• READING PASSAGE:
----------

Phillips filed in the trial court a petition for review of the DMV’s order. The trial court denied the petition, concluding that even assuming Phillips had established the violations she alleged, Gerwig v. Gordon (2021) 61 Cal.App.5th 59, 275 Cal.Rptr.3d 359 (Gerwig) had already concluded that such violations did not rebut the presumption that the blood test was properly performed.

Administrative DMV Hearings

Administrative DMV hearings are informal and governed by the Administrative Procedure Act, and do not “require the full panoply of the Evidence Code provisions used in criminal and civil trials.” (Petricka v. Department of Motor Vehicles (2001) 89 Cal.App.4th 1341, 1348  (Petricka).) The only issues to be decided at such a hearing are “whether the arresting officer had reasonable cause to believe [the accused] was driving, whether she was arrested for an enumerated offense, and whether she was driving with 0.08 percent BAC or higher.” (Coffey v. Shiomoto (2015) 60 Cal.4th 1198, 1207–1208.) “If the DMV hearing officer finds these three statutory prerequisites proved by a preponderance of the evidence, the accused’s driver’s license will be suspended for four months if the driver has had a clean driving record [citation].” At the administrative hearing the DMV typically satisfies its burden of proving the driver had a BAC of 0.08 percent or higher with “two documents: the sworn statement of the arresting officer and a forensic lab report documenting the results of a chemical test of the driver’s blood.” (Petricka, at p. 1348.)

----------

• STORED DATA:

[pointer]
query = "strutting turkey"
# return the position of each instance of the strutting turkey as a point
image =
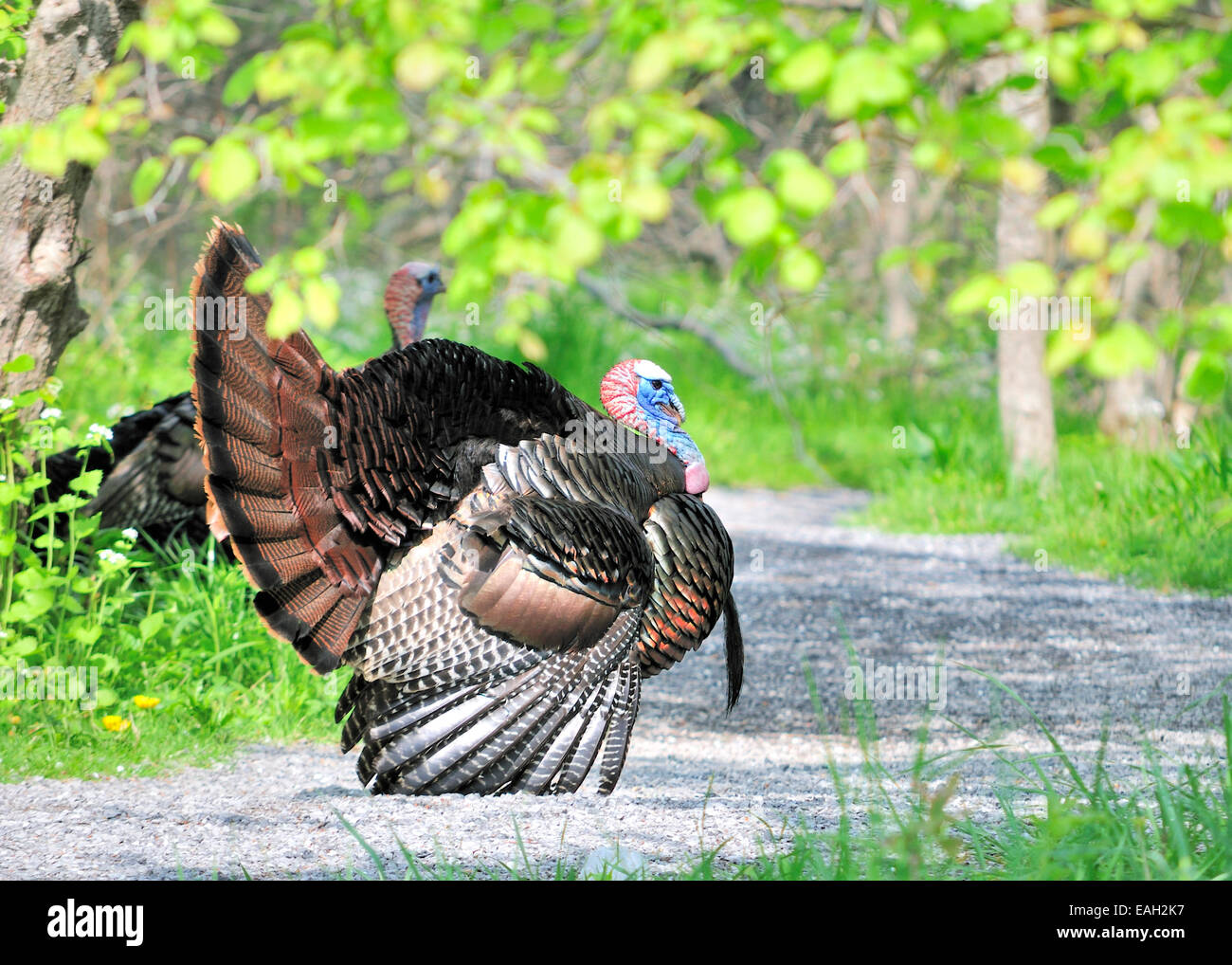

----------

• PROBLEM REQUIREMENTS: Please retype everything in the DMV hearings text from "Phillips filed in" down to "was properly performed.".

• ANSWER SPACE:
Phillips filed in the trial court a petition for review of the DMV’s order. The trial court denied the petition, concluding that even assuming Phillips had established the violations she alleged, Gerwig v. Gordon (2021) 61 Cal.App.5th 59, 275 Cal.Rptr.3d 359 (Gerwig) had already concluded that such violations did not rebut the presumption that the blood test was properly performed.